== What to do ==
Change "background" to "empty area" wherever it occurs in the material below, and reproduce every other line unchanged.

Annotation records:
--- BEGIN ---
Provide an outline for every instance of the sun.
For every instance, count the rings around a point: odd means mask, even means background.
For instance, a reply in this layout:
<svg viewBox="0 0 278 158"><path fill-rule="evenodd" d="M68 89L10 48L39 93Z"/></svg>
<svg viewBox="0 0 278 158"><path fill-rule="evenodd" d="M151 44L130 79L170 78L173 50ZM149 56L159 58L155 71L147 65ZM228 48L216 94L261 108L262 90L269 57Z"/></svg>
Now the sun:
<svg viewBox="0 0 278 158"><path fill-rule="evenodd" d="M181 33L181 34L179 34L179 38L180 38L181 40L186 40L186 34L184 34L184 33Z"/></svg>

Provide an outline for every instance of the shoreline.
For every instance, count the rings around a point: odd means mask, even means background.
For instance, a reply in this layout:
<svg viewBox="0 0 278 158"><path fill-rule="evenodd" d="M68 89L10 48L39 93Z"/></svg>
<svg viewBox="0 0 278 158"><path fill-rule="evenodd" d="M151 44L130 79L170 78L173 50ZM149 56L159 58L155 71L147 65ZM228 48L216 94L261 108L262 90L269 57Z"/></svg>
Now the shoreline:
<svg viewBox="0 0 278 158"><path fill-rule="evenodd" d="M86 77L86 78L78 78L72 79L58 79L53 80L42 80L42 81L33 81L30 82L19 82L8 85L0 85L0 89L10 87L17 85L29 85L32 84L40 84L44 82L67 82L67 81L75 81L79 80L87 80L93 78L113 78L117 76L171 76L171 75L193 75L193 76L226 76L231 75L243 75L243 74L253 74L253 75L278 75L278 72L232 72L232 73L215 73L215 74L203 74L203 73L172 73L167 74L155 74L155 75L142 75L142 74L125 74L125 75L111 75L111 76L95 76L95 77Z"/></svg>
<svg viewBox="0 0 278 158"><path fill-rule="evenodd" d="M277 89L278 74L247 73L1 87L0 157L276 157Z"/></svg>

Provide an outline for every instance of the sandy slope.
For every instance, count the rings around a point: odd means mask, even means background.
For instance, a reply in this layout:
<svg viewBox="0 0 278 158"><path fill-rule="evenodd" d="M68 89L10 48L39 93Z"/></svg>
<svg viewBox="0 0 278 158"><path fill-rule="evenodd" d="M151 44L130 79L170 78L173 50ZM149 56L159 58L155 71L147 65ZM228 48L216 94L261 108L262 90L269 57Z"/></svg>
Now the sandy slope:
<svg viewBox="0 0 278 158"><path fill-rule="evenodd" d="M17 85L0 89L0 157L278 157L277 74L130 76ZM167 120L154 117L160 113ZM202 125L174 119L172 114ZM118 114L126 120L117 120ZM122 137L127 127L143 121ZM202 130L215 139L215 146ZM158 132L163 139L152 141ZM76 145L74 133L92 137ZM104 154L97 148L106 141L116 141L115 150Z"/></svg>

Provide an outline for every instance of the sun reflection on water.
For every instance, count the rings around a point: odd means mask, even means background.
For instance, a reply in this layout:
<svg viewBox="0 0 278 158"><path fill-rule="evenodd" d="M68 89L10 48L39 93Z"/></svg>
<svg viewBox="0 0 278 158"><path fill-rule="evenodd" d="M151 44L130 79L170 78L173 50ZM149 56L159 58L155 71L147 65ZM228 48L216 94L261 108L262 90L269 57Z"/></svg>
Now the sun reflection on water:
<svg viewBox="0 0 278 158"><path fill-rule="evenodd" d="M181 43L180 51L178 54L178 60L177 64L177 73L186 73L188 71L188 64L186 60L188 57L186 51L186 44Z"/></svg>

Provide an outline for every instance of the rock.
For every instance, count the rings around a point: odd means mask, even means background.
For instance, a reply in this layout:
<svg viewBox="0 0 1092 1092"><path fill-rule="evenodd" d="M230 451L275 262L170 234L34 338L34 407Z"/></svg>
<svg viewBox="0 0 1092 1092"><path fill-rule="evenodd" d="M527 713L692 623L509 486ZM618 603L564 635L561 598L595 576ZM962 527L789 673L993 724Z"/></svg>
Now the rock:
--- END ---
== Solution for this task ==
Provide an outline for every instance of the sun.
For every instance, count the rings around a point: odd means mask, even means empty area.
For instance, a reply in this layout:
<svg viewBox="0 0 278 158"><path fill-rule="evenodd" d="M68 89L10 48L39 93Z"/></svg>
<svg viewBox="0 0 278 158"><path fill-rule="evenodd" d="M151 44L130 79L170 78L173 50ZM149 56L159 58L155 71L147 65ZM228 48L216 94L261 108L262 90L269 57Z"/></svg>
Now the sun:
<svg viewBox="0 0 278 158"><path fill-rule="evenodd" d="M181 33L181 34L179 34L179 38L180 38L181 40L186 40L186 34L184 34L184 33Z"/></svg>

Provide an outline for every instance of the shoreline.
For every instance, count the rings around a point: odd means mask, even means empty area.
For instance, a reply in this layout:
<svg viewBox="0 0 278 158"><path fill-rule="evenodd" d="M68 89L10 48L39 93Z"/></svg>
<svg viewBox="0 0 278 158"><path fill-rule="evenodd" d="M151 44L130 79L170 78L173 50ZM149 56L159 58L155 71L147 65ZM228 48L216 94L261 108L262 90L269 57Z"/></svg>
Now the shoreline:
<svg viewBox="0 0 278 158"><path fill-rule="evenodd" d="M86 77L86 78L78 78L72 79L58 79L53 80L42 80L42 81L33 81L30 82L19 82L8 85L0 85L0 89L10 87L17 85L29 85L32 84L40 84L44 82L67 82L67 81L75 81L79 80L87 80L93 78L113 78L117 76L171 76L171 75L193 75L193 76L226 76L231 75L243 75L243 74L253 74L253 75L278 75L278 72L232 72L232 73L215 73L215 74L203 74L203 73L172 73L167 74L155 74L155 75L142 75L142 74L125 74L125 75L111 75L111 76L95 76L95 77Z"/></svg>
<svg viewBox="0 0 278 158"><path fill-rule="evenodd" d="M277 89L278 74L247 73L1 87L0 157L276 157Z"/></svg>

Provide an outline for every instance of the sandy slope.
For every instance, count the rings around a point: odd means mask, even means empty area.
For instance, a reply in this layout:
<svg viewBox="0 0 278 158"><path fill-rule="evenodd" d="M68 89L10 48L39 93Z"/></svg>
<svg viewBox="0 0 278 158"><path fill-rule="evenodd" d="M151 44L130 79L170 78L173 50ZM149 56L159 58L155 71L147 65ZM228 48L216 94L261 108L262 90L269 57Z"/></svg>
Now the sandy slope:
<svg viewBox="0 0 278 158"><path fill-rule="evenodd" d="M17 85L0 89L0 157L278 157L277 74L130 76ZM167 120L154 117L160 113ZM202 125L174 119L172 114ZM118 114L126 120L117 120ZM122 137L127 127L143 121ZM202 130L215 139L215 146ZM158 132L163 139L152 141ZM76 145L74 133L92 137ZM104 154L97 148L106 141L116 141L115 150Z"/></svg>

Provide an outline for every instance of the sun reflection on water.
For every instance, count the rings around a point: odd means mask, even means empty area.
For instance, a reply in this layout:
<svg viewBox="0 0 278 158"><path fill-rule="evenodd" d="M68 89L10 48L39 93Z"/></svg>
<svg viewBox="0 0 278 158"><path fill-rule="evenodd" d="M151 44L130 79L170 78L173 50ZM149 56L159 58L155 71L147 65ZM228 48L216 94L261 108L262 90L269 57Z"/></svg>
Now the sun reflection on water:
<svg viewBox="0 0 278 158"><path fill-rule="evenodd" d="M181 43L180 51L178 54L178 60L177 64L177 73L186 73L188 71L188 64L186 60L188 57L186 51L186 44Z"/></svg>

Provide an outline for every instance of the rock.
For every instance, count the rings around a point: odd means mask, even means empty area.
For instance, a reply in this layout:
<svg viewBox="0 0 1092 1092"><path fill-rule="evenodd" d="M230 451L275 262L170 234L34 338L34 407Z"/></svg>
<svg viewBox="0 0 1092 1092"><path fill-rule="evenodd" d="M527 713L692 623L509 486ZM618 603L564 635L561 598L595 576ZM962 527L789 673L993 724Z"/></svg>
Now the rock:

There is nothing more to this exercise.